The task => Write each record again exactly as it stands.
+++ Given data +++
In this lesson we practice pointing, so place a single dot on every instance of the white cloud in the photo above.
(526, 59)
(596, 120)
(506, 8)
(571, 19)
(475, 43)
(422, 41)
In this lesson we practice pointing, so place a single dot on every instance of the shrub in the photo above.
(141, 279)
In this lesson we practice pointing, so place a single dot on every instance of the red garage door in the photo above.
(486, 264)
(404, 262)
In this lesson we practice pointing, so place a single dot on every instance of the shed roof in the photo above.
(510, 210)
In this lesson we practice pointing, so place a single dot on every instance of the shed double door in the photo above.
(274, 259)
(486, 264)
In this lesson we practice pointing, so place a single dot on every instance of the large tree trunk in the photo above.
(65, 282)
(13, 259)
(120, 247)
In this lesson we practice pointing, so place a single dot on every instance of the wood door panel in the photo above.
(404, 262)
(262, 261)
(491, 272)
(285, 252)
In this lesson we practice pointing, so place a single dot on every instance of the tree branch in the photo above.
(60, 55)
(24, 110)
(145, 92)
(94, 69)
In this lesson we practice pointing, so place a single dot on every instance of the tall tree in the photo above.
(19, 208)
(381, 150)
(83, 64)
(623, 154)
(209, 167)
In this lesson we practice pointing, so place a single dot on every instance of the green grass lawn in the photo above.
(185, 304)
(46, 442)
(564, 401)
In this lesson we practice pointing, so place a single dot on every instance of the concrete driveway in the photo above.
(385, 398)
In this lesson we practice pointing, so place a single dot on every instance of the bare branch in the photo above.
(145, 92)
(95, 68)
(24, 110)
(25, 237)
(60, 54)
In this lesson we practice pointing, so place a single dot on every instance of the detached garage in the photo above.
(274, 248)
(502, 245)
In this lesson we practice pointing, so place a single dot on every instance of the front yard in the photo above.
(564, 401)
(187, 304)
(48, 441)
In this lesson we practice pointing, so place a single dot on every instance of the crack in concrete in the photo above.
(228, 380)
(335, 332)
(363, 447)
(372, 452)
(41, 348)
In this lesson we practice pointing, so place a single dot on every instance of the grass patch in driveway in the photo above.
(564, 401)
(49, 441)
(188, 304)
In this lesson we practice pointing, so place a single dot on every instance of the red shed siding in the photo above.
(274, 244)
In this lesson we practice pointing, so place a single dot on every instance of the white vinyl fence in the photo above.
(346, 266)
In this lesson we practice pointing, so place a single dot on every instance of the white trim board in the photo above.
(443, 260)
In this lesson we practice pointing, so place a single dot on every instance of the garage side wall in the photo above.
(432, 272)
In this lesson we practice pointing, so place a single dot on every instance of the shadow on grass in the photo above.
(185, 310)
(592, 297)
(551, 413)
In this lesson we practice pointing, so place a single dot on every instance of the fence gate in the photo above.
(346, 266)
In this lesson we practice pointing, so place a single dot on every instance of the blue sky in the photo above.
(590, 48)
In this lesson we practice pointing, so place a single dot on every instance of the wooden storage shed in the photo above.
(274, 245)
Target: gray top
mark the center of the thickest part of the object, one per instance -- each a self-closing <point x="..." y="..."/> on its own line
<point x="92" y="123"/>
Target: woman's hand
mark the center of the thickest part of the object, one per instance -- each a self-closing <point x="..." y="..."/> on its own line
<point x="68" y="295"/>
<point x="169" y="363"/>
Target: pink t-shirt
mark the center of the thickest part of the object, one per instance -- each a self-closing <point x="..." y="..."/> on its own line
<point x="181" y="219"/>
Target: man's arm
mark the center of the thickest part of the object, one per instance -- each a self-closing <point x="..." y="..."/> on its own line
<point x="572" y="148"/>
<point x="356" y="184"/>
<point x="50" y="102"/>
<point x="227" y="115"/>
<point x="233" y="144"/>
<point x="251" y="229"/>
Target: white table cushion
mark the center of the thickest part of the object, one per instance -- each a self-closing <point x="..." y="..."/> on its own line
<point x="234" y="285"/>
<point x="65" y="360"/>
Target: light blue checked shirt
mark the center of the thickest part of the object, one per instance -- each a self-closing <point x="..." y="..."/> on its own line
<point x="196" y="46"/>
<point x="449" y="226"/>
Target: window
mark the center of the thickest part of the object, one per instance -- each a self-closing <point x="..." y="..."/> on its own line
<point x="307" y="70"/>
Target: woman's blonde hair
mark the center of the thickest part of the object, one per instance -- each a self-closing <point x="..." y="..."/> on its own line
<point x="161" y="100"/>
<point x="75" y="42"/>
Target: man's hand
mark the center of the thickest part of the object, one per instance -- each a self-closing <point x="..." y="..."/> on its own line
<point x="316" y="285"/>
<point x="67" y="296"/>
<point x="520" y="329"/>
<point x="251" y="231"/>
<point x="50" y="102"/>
+++
Solution to this task =>
In this lesson we practice pointing, so place a single dot on every instance of the white cloud in the photo above.
(526, 59)
(596, 120)
(506, 8)
(571, 19)
(475, 43)
(422, 41)
In this lesson we practice pointing, so place a single dot on every instance of the shrub in the photo above.
(141, 279)
In this lesson we practice pointing, so place a single dot on every instance of the red garage door in the photo above.
(486, 264)
(404, 262)
In this lesson we practice pointing, so place a single dot on every instance of the shed roof in the photo above.
(510, 210)
In this lesson we practice pointing, so place a single dot on every instance of the shed double door in the photo above.
(274, 259)
(486, 264)
In this lesson we practice pointing, so place a single dot on every instance of the large tree trunk in the photo above.
(65, 282)
(13, 259)
(120, 247)
In this lesson we practice pointing, so place a single dot on every instance of the wood door panel in the photo above.
(404, 262)
(262, 261)
(491, 272)
(285, 252)
In this lesson we practice pointing, so place a single dot on every instance of the tree branch in the photo above.
(60, 55)
(24, 110)
(145, 92)
(94, 69)
In this lesson we practice pointing, so place a single dot on every instance of the tall tree in the photo above.
(19, 208)
(381, 150)
(83, 64)
(623, 154)
(209, 167)
In this lesson we practice pointing, so place a single dot on every instance of the green grass lawn in the photo above.
(185, 304)
(46, 442)
(564, 401)
In this lesson we practice pointing, so place a single dot on every instance of the concrete driveway in the photo above.
(385, 398)
In this lesson we practice pointing, so place a single dot on every instance of the bare branch in the photo above.
(145, 92)
(95, 68)
(24, 110)
(25, 237)
(60, 54)
In this lesson we practice pointing, so place a single dot on every instance of the detached garage in the photo above.
(274, 248)
(502, 245)
In this lesson we practice pointing, so place a single dot on every instance of the front yard in the photo above.
(564, 401)
(187, 304)
(48, 441)
In this lesson we practice pointing, so place a single dot on every instance of the crack in concrete in the photo above.
(228, 380)
(335, 332)
(363, 447)
(372, 452)
(41, 348)
In this lesson we practice pointing, so place a single dot on every instance of the grass patch in driveway in the photo above.
(564, 401)
(49, 441)
(188, 304)
In this lesson we practice pointing, so place a single dot on every instance of the red shed siding in the photo above.
(274, 244)
In this lesson we practice pointing, so place a single dot on every instance of the white vinyl fence in the photo above.
(346, 266)
In this lesson we practice pointing, so place a single dot on every instance of the white trim board in the photo above.
(443, 260)
In this lesson we practice pointing, so place a single dot on every instance of the garage side wall in the photo above.
(432, 272)
In this lesson we practice pointing, so place a single dot on every instance of the shadow on grass in the photo above.
(185, 310)
(592, 297)
(551, 413)
In this lesson we practice pointing, so place a single dot on every instance of the fence gate in the photo above.
(346, 266)
In this lesson we practice pointing, so place a single dot on every instance of the blue sky in the photo above.
(590, 48)
In this lesson we practice pointing, so place a single dot on every instance of the wooden storage shed in the photo above.
(274, 245)
Target: gray top
mark the center of the thickest part of the object, one per instance -- each a self-closing <point x="..." y="..."/> on its own line
<point x="92" y="123"/>
Target: woman's hand
mark the center of the thickest part of the object, one per instance -- each a self-closing <point x="..." y="..."/> on its own line
<point x="68" y="295"/>
<point x="169" y="363"/>
Target: pink t-shirt
mark the center of the thickest part of the object, one per instance -- each a self-closing <point x="..." y="..."/> on its own line
<point x="181" y="219"/>
Target: man's arm
mark the center of the thickest part of the object, one per instance -- each a self-closing <point x="..." y="..."/> on its own line
<point x="572" y="148"/>
<point x="356" y="184"/>
<point x="50" y="102"/>
<point x="227" y="115"/>
<point x="233" y="144"/>
<point x="251" y="229"/>
Target: white table cushion
mark the center of the thickest part of the object, one per instance -- each a self-closing <point x="..." y="..."/> on its own line
<point x="234" y="285"/>
<point x="65" y="360"/>
Target: light blue checked shirt
mark the center of the thickest part of the object, one per instance -- each a self-closing <point x="..." y="..."/> on its own line
<point x="196" y="46"/>
<point x="449" y="226"/>
Target: window
mark the center of the thickest part of the object, one per instance -- each a self-closing <point x="..." y="..."/> on its own line
<point x="307" y="70"/>
Target: woman's blonde hair
mark the center of the thickest part of the object, one per instance -- each a self-closing <point x="..." y="..."/> on its own line
<point x="161" y="100"/>
<point x="75" y="42"/>
Target: man's hand
mark the center of the thickest part of the object, one per instance -- each a self-closing <point x="..." y="..."/> on its own line
<point x="316" y="285"/>
<point x="67" y="296"/>
<point x="520" y="329"/>
<point x="251" y="231"/>
<point x="50" y="102"/>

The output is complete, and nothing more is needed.